* _Written request_: Render every item below as a JSON list of strings, one string per line, leaving out any blank lines.

* _Data entries_:
>> start

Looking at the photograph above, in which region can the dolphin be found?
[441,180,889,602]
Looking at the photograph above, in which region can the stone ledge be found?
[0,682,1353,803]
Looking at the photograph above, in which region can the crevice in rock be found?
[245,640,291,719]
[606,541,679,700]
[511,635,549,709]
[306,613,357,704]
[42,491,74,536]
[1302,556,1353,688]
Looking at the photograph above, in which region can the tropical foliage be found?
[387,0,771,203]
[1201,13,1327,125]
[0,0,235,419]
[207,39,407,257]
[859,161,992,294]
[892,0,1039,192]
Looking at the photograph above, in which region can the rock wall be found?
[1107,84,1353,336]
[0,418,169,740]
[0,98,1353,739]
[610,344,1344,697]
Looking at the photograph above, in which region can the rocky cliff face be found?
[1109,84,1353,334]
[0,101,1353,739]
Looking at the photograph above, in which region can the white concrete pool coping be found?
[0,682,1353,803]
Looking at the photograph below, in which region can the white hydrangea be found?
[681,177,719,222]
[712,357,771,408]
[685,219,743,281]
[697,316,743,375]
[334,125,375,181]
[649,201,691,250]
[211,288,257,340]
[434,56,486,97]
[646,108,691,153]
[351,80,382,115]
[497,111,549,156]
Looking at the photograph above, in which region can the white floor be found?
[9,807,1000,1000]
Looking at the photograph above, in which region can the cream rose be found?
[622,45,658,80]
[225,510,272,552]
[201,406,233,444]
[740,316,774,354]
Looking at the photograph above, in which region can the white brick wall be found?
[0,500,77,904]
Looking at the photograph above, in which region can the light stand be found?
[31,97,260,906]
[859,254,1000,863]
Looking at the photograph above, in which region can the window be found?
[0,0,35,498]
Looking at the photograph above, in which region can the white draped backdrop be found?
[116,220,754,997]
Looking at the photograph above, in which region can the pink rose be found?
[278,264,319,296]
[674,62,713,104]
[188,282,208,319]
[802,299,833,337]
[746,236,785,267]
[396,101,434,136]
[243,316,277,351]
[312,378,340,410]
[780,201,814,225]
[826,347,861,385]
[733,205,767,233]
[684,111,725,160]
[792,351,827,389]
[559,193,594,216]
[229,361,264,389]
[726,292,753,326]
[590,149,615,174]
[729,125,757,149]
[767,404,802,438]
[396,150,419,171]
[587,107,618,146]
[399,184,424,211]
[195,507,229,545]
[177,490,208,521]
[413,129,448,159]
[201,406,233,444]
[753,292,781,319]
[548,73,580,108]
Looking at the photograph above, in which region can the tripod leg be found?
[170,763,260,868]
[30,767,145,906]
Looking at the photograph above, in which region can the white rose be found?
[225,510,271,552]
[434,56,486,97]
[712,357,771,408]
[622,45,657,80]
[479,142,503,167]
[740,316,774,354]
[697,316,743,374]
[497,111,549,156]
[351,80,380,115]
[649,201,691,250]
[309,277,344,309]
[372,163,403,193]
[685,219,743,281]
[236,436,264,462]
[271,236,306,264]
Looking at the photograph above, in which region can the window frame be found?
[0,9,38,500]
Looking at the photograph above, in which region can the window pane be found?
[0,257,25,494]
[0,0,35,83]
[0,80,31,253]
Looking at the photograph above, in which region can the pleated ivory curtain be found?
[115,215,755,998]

>> end

* _Exercise result_:
[
  "Looking at the photograph above, in which region can the dolphin be found?",
  "[441,180,889,602]",
  "Looking at the photograph above, in which region can the stone ledge be found?",
  "[0,682,1353,803]",
  "Looking at the photograph above, in which region can the crevice in rock be found?",
  "[245,640,291,719]",
  "[606,541,679,700]",
  "[511,635,549,709]",
  "[306,613,357,704]",
  "[42,491,74,536]",
  "[1302,556,1353,688]",
  "Looking at the photograph above, in which region can the tropical foliage be found?",
  "[387,0,771,203]",
  "[1201,13,1327,125]",
  "[0,0,235,419]",
  "[207,39,407,257]",
  "[859,161,992,294]",
  "[892,0,1039,192]",
  "Looking at the photograph above, in which region can the rock wall be found?",
  "[1107,84,1353,336]",
  "[0,418,169,740]",
  "[0,98,1353,739]",
  "[610,344,1344,697]",
  "Looking at the photograph above, in which region can the rocky cliff face be found?",
  "[1109,84,1353,334]",
  "[0,101,1353,739]",
  "Looking at the photograph above, in which region can the white concrete pool coping be found?",
  "[0,682,1353,803]",
  "Looking at the photograph below, in which region can the white hydrangea be found?",
  "[681,177,719,222]",
  "[712,357,771,408]",
  "[685,219,743,281]",
  "[697,316,743,375]",
  "[334,125,375,181]",
  "[649,201,691,250]",
  "[211,288,257,340]",
  "[434,56,486,97]",
  "[646,108,691,153]",
  "[351,80,382,115]",
  "[497,111,549,156]",
  "Looking at the photograph above, in which region can the white floor be found?",
  "[9,807,1000,1000]",
  "Looking at the photograph above, in which region can the cream rose be found?",
  "[622,45,658,80]",
  "[225,510,272,552]",
  "[201,406,233,444]",
  "[740,316,774,354]",
  "Looking at the photograph above, in which region can the white brick wall be found?",
  "[0,500,77,904]",
  "Looking at the photograph above, in which region can the light stand be found?",
  "[31,97,260,906]",
  "[859,254,1000,863]",
  "Looking at the photograph above, in which region can the window be found?",
  "[0,0,35,498]",
  "Looking at the photograph above, in which region can the white draped backdrop be found?",
  "[116,220,754,997]",
  "Looking at the photograph above, in which region can the pink rose be found?",
  "[278,264,319,296]",
  "[674,62,713,104]",
  "[188,282,208,319]",
  "[802,299,833,337]",
  "[746,236,785,267]",
  "[396,101,434,136]",
  "[243,316,277,351]",
  "[312,378,340,410]",
  "[780,201,814,225]",
  "[826,347,861,385]",
  "[733,205,767,233]",
  "[684,111,725,160]",
  "[792,351,827,389]",
  "[559,193,594,216]",
  "[229,361,264,389]",
  "[726,292,753,326]",
  "[590,149,615,174]",
  "[729,125,757,149]",
  "[767,404,802,438]",
  "[396,150,419,171]",
  "[587,107,618,146]",
  "[399,184,424,211]",
  "[195,507,229,545]",
  "[177,490,208,521]",
  "[413,129,448,159]",
  "[201,406,233,444]",
  "[753,292,781,319]",
  "[548,73,580,108]",
  "Looking at the photograph above, in which region can the tripod leg be found?",
  "[170,763,260,868]",
  "[30,767,145,906]",
  "Looking at the photograph above, in which region can the white rose be found?",
  "[225,510,271,552]",
  "[434,56,486,97]",
  "[712,357,771,408]",
  "[622,45,657,80]",
  "[479,142,503,167]",
  "[740,316,774,354]",
  "[697,316,743,374]",
  "[497,111,549,156]",
  "[351,80,380,115]",
  "[649,201,691,250]",
  "[309,277,344,309]",
  "[372,163,403,193]",
  "[685,219,743,281]",
  "[236,436,264,462]",
  "[271,236,306,264]",
  "Looking at the photograph above, in which region can the window frame be found?",
  "[0,9,38,500]",
  "Looking at the photograph above, in which region can the window pane be found?",
  "[0,257,25,494]",
  "[0,0,35,83]",
  "[0,80,31,253]",
  "Looking at the photograph above, in which region can the pleated ivory curtain be found?",
  "[115,215,755,998]"
]